>>>
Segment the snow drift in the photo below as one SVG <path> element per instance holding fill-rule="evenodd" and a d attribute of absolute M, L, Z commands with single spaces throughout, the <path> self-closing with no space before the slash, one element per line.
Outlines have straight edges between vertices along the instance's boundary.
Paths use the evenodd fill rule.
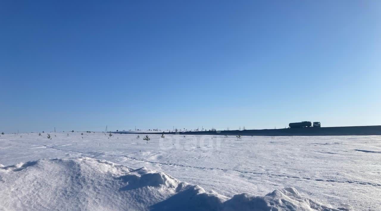
<path fill-rule="evenodd" d="M 1 210 L 347 210 L 295 189 L 230 198 L 162 172 L 86 157 L 0 164 Z"/>

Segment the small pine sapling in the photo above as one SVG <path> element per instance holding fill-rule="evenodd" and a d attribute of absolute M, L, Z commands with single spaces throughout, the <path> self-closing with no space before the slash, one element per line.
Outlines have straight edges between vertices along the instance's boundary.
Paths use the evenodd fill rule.
<path fill-rule="evenodd" d="M 148 136 L 148 135 L 146 135 L 146 137 L 143 139 L 143 140 L 146 140 L 146 141 L 147 141 L 147 143 L 148 143 L 148 141 L 149 141 L 151 139 Z"/>

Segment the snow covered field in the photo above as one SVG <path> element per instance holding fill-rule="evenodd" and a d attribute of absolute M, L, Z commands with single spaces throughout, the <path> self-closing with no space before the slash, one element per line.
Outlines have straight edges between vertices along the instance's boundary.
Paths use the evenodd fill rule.
<path fill-rule="evenodd" d="M 381 210 L 380 136 L 80 133 L 1 135 L 0 210 Z"/>

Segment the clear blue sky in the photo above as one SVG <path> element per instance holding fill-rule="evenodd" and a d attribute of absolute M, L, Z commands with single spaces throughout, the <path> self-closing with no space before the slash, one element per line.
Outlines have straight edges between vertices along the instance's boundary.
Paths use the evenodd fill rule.
<path fill-rule="evenodd" d="M 381 125 L 379 1 L 2 1 L 0 130 Z"/>

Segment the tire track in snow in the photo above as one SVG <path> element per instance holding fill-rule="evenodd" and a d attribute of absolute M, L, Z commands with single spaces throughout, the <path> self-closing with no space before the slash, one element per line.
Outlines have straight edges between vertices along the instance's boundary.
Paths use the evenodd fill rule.
<path fill-rule="evenodd" d="M 351 180 L 346 180 L 346 181 L 339 181 L 336 180 L 334 179 L 323 179 L 320 178 L 314 178 L 310 177 L 298 177 L 296 176 L 293 176 L 287 175 L 280 175 L 280 174 L 276 174 L 271 173 L 261 173 L 261 172 L 256 172 L 254 171 L 242 171 L 240 170 L 237 170 L 235 169 L 226 169 L 223 168 L 212 168 L 212 167 L 197 167 L 195 166 L 192 166 L 189 165 L 184 165 L 183 164 L 181 164 L 179 163 L 165 163 L 163 162 L 158 162 L 157 161 L 154 161 L 153 160 L 147 160 L 146 159 L 144 159 L 141 158 L 138 158 L 136 157 L 132 157 L 130 156 L 128 156 L 128 155 L 130 155 L 133 154 L 137 153 L 138 152 L 133 152 L 130 154 L 128 154 L 126 155 L 111 155 L 111 154 L 99 154 L 99 153 L 94 153 L 93 152 L 80 152 L 79 151 L 74 151 L 72 150 L 68 150 L 65 149 L 59 149 L 58 148 L 56 148 L 54 147 L 58 146 L 57 145 L 55 146 L 48 146 L 48 145 L 45 144 L 33 144 L 32 143 L 29 143 L 28 142 L 23 142 L 22 141 L 11 141 L 10 140 L 8 140 L 10 141 L 14 141 L 15 142 L 17 143 L 21 143 L 25 144 L 30 144 L 34 145 L 37 145 L 43 146 L 46 148 L 51 149 L 54 149 L 55 150 L 59 150 L 60 151 L 64 151 L 64 152 L 76 152 L 82 155 L 93 155 L 93 157 L 95 157 L 96 156 L 98 156 L 100 155 L 105 155 L 108 156 L 109 157 L 125 157 L 130 159 L 131 160 L 137 160 L 139 161 L 142 161 L 144 162 L 146 162 L 147 163 L 150 163 L 154 164 L 160 164 L 163 165 L 168 165 L 168 166 L 178 166 L 180 167 L 182 167 L 184 168 L 195 168 L 197 169 L 201 169 L 201 170 L 218 170 L 220 171 L 235 171 L 237 172 L 239 172 L 242 173 L 247 174 L 250 173 L 254 175 L 267 175 L 268 176 L 276 176 L 279 177 L 285 177 L 286 178 L 290 178 L 290 179 L 306 179 L 307 180 L 311 180 L 312 181 L 322 181 L 322 182 L 337 182 L 339 183 L 348 183 L 348 184 L 354 184 L 359 185 L 370 185 L 376 187 L 381 187 L 381 184 L 379 184 L 378 183 L 375 183 L 373 182 L 362 182 L 361 181 L 351 181 Z M 73 144 L 74 145 L 74 144 Z"/>

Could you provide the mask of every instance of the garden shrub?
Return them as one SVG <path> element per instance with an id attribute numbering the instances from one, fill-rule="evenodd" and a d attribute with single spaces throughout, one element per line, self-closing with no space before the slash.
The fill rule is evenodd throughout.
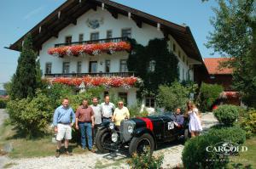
<<<
> Exercise
Copy out every line of the listing from the line with "Could you provide" up to and including the end of the listing, word for word, but leave the pictures out.

> Result of this task
Could you provide the mask of every instance of the garden shrub?
Return them as one SVG <path> element per instance with an id attribute numbering the instances from one, fill-rule="evenodd" and a d attribute with single spaces throughout, one element per line, self-closing with no space before the slash.
The fill rule is evenodd throughout.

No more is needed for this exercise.